◆ Texte de la page ◆

Une mise à niveau indispensable

Si la téléconsultation est souvent présentée comme une réponse aux zones sous-dotées, les données montrent un recours surtout urbain, révélant un décalage entre potentiel et réalité. Pour en faire un vrai levier d’accès, il faut aligner organisation, équipements et protocoles. «  Il paraît par ailleurs indispensable de définir un cahier des charges de la téléconsultation en odontologie : celle-ci peut-elle se résumer à un simple entretien téléphonique ? Nécessite-t-elle systématiquement au moins la possibilité de voir le patient via une Webcam ? L’envoi de documents photographiques par le patient et avec quelle qualité d’image ? Derrière la question de la téléconsultation se pose celle de l’accès des patients à des moyens de communication adéquats et de leur maîtrise de ces outils », poursuit l’auteur.

Repenser la répartition des rôles

L’introduction d’un canal à distance ne relève pas d’un simple « plug-in » : elle recompose la division du travail.

L’assistante dentaire : coache le patient pour produire des images exploitables, organise le rendez-vous et gère les flux numériques. Ces tâches nouvelles supposent formation, protocolisation et parfois un rôle élargi de coordination.

Le praticien : chef d’orchestre du parcours, il oriente, trie et coordonne avec les correspondants. La valeur ajoutée se déplace vers l’organisation plus que vers l’acte isolé.

Cette redistribution suscite des résistances. « Auprès des praticiens, les avis sont mitigés concernant l’utilisation de la téléconsultation. Des études ont mis en avant une méconnaissance de ses potentialités et de ses réglementations. En France, plus de la moitié des dentistes libéraux interrogés déclarent ne pas avoir de connaissance préalable ; la grande majorité d’entre eux n’ont pas reçu de formation et ne sont pas au courant du cadre réglementaire », souligne le Dr Nguyen. D’où l’intérêt d’un accompagnement structuré, intégrant formation continue, outils sécurisés et procédures internes.

Côté agenda, deux stratégies existent : plages dédiées en début de demi-journée, ou créneaux interstitiels pour les suivis. Mais sans règles précises, le gain attendu se mue vite en surcharge. La téléconsultation libère des rendez-vous inutiles… mais elle génère en retour une charge organisationnelle spécifique.

Redessiner les relations avec les correspondants

Au-delà des murs, la téléconsultation fluidifie le partage d’imagerie, les télé-avis avec les correspondants et la communication avec les prothésistes. Elle renforce le rôle pivot du chirurgien-dentiste dans le réseau de soins, mais exige traçabilité et sécurisation des données.

◆ Matériel fourni ◆
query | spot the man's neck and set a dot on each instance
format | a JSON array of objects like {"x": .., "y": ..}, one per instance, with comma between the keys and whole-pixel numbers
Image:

◆ Consigne ◆
Veuillez mettre à jour le passage du texte sur la téléconsultation en commençant à « Le praticien : chef » et en terminant à « vers l’acte isolé. ». Recopiez-le en remplaçant « praticien » par « chirurgien-dentiste ».

◆ Corrigé ◆
Le chirurgien-dentiste : chef d’orchestre du parcours, il oriente, trie et coordonne avec les correspondants. La valeur ajoutée se déplace vers l’organisation plus que vers l’acte isolé.